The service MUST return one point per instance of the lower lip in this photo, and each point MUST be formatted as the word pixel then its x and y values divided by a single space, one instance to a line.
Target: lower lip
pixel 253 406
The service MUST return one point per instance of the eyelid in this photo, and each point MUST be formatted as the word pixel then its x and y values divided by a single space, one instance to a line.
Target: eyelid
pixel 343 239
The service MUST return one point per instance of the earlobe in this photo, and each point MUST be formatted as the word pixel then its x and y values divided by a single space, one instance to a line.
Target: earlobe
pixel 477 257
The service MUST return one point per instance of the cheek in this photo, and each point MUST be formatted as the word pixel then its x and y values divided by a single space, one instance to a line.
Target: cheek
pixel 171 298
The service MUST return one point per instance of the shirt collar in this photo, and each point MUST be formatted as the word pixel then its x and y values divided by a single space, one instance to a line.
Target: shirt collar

◆ **Problem**: Reproduce all of the lines above, substituting "separated by a single space" for each occurrence of "divided by a single space" and leaving every other word unaltered.

◆ **Answer to the exercise**:
The service MUST return one point per instance of the lower lip in this photo, and each point MUST be formatted as the word pixel then its x and y values separated by a single space, one instance to a line.
Target: lower lip
pixel 253 406
The service MUST return one point per instance of the eyelid in this photo, and each point MUST be formatted as the word pixel then its x and y values separated by a single space, one instance to a line.
Target: eyelid
pixel 343 239
The service MUST return one point per instance of the earlobe in this photo, and each point MUST be formatted as the word pixel then its x and y values separated by a single space, one instance to a line.
Target: earlobe
pixel 477 257
The service MUST return one point per instance of the cheek in this photo, and each point MUST be formatted as the word pixel then its x and y values separated by a single space, one instance to a line.
Target: cheek
pixel 171 298
The service MUST return one point per instance of the shirt collar in this photo, and each point MUST be formatted as the word pixel then its x and y values separated by a single space, one instance to a line.
Target: shirt collar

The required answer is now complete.